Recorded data
────────────────────

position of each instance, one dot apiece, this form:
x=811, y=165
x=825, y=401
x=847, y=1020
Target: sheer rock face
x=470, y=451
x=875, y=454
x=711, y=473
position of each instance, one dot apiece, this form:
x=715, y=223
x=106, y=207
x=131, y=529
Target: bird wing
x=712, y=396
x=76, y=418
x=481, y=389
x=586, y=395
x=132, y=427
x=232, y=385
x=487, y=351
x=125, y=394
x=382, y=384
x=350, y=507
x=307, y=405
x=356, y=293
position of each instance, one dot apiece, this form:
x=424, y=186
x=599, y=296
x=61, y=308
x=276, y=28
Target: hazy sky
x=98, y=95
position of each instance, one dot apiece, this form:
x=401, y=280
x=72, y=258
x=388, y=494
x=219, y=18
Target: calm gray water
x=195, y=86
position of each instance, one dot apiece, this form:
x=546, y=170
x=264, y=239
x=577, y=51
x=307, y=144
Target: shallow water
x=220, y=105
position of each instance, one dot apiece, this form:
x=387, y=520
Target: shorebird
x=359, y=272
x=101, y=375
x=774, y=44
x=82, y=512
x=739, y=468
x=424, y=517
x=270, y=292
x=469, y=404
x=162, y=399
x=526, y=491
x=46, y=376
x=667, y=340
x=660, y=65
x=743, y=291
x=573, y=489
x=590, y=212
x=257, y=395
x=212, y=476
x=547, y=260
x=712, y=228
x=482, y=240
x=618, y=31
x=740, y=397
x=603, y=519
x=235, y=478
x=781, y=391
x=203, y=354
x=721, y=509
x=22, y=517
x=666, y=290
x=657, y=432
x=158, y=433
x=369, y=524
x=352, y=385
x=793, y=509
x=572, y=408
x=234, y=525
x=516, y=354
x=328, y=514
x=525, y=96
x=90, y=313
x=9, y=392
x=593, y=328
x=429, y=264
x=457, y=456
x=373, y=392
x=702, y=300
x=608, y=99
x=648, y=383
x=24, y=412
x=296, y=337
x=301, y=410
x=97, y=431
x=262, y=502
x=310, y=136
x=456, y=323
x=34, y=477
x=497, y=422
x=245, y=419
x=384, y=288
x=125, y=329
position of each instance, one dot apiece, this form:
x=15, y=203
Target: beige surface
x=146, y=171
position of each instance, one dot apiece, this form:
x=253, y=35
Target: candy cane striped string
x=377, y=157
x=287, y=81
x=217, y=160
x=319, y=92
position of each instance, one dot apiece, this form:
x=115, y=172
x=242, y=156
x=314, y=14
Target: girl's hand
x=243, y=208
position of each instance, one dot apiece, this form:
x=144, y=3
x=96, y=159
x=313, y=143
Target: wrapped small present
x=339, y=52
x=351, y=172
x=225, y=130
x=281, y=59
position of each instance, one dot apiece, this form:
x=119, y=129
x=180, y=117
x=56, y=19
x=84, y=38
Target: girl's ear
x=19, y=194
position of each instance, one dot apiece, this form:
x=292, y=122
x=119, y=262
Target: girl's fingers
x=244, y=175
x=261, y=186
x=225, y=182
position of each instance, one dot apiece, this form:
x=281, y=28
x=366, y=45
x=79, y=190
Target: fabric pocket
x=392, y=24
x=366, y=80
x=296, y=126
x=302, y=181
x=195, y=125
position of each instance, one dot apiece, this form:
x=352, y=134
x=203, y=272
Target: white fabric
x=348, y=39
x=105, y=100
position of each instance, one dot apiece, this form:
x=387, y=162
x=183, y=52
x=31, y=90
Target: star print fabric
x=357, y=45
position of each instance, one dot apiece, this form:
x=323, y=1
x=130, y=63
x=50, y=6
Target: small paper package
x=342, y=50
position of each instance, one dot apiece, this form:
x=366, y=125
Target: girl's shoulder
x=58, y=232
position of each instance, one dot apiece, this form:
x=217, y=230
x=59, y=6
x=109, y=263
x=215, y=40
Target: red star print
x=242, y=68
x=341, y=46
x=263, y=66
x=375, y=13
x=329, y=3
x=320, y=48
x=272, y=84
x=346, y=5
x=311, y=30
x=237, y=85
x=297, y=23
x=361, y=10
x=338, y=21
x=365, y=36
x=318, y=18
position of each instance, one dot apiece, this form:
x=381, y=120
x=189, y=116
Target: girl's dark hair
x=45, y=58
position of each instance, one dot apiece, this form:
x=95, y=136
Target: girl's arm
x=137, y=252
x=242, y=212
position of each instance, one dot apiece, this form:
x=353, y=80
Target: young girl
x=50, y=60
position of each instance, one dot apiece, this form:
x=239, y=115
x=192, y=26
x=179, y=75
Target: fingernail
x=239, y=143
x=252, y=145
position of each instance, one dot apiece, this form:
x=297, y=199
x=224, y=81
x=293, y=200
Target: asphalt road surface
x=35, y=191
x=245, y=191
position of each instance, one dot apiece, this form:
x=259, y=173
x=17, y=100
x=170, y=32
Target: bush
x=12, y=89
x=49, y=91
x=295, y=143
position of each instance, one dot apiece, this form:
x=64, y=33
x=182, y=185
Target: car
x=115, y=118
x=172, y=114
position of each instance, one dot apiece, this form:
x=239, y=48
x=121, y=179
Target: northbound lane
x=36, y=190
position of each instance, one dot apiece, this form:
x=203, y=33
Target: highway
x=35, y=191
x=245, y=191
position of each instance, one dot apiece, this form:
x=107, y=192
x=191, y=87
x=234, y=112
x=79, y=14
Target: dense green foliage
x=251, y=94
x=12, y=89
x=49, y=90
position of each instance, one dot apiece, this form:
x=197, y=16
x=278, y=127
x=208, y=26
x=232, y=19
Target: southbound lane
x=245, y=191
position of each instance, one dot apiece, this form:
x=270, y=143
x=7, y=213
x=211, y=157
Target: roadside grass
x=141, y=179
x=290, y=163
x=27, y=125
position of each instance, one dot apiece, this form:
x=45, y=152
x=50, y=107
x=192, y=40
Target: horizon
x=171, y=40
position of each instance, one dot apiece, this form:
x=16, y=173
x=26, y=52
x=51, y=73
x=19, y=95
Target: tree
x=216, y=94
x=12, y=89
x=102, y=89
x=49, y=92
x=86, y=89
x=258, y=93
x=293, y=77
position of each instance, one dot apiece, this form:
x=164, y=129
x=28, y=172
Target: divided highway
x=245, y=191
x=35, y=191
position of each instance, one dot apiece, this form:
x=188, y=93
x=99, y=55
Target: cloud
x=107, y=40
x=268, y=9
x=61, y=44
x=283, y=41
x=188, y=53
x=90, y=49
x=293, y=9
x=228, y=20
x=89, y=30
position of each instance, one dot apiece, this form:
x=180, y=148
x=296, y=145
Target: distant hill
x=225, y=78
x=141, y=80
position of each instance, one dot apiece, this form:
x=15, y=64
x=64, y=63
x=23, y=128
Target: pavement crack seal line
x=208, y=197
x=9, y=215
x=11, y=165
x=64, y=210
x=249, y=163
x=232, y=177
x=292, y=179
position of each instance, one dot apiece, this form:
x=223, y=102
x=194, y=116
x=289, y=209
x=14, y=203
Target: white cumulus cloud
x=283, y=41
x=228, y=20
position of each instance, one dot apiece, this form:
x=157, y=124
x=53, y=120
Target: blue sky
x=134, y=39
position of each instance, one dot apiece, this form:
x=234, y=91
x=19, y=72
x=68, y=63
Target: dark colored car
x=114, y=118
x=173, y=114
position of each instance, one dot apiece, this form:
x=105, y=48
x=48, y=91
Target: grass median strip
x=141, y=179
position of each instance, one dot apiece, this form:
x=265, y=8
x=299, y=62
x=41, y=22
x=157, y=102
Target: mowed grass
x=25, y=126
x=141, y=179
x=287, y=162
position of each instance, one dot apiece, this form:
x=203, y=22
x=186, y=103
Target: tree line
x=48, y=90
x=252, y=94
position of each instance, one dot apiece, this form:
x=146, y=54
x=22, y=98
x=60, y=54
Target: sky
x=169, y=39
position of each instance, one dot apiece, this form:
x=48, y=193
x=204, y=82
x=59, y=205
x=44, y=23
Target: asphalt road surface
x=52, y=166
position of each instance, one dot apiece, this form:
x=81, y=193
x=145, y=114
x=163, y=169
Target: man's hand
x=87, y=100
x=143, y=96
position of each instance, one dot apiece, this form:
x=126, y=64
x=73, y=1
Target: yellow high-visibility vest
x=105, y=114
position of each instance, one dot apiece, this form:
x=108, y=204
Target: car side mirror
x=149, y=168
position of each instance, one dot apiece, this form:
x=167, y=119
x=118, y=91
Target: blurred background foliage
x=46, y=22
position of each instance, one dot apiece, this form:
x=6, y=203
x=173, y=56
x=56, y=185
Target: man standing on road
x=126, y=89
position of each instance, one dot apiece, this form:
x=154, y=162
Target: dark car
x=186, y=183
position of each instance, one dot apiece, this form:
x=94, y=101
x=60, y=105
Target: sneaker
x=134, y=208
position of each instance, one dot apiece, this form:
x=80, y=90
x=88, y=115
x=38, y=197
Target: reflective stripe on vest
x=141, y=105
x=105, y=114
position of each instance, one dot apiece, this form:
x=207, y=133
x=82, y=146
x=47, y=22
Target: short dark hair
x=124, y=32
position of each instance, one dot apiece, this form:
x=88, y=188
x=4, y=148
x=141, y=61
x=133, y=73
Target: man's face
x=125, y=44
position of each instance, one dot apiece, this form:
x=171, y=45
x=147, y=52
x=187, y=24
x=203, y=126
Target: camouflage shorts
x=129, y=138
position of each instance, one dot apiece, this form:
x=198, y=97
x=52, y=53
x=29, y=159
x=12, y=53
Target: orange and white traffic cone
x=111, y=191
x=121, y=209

────────────────────

### Problem
Please return every line from the first one in the records above down to the line containing "x=387, y=520", including both, exactly as written and nothing more.

### Solution
position of each instance, one dot apiece, this form:
x=811, y=165
x=825, y=401
x=847, y=1020
Target: sheer rock face
x=470, y=451
x=875, y=454
x=711, y=473
position of each instance, one dot apiece, this form:
x=715, y=223
x=106, y=207
x=131, y=529
Target: bird wing
x=712, y=396
x=76, y=418
x=481, y=389
x=586, y=395
x=132, y=427
x=232, y=385
x=487, y=351
x=125, y=394
x=382, y=384
x=350, y=507
x=307, y=405
x=356, y=293
position of each instance, one dot apiece, this form:
x=424, y=186
x=599, y=296
x=61, y=308
x=276, y=28
Target: hazy sky
x=98, y=95
position of each instance, one dot apiece, this form:
x=401, y=280
x=72, y=258
x=388, y=494
x=219, y=18
Target: calm gray water
x=195, y=86
position of each instance, one dot apiece, this form:
x=546, y=170
x=264, y=239
x=577, y=51
x=307, y=144
Target: shallow water
x=220, y=105
position of each instance, one dot apiece, this form:
x=387, y=520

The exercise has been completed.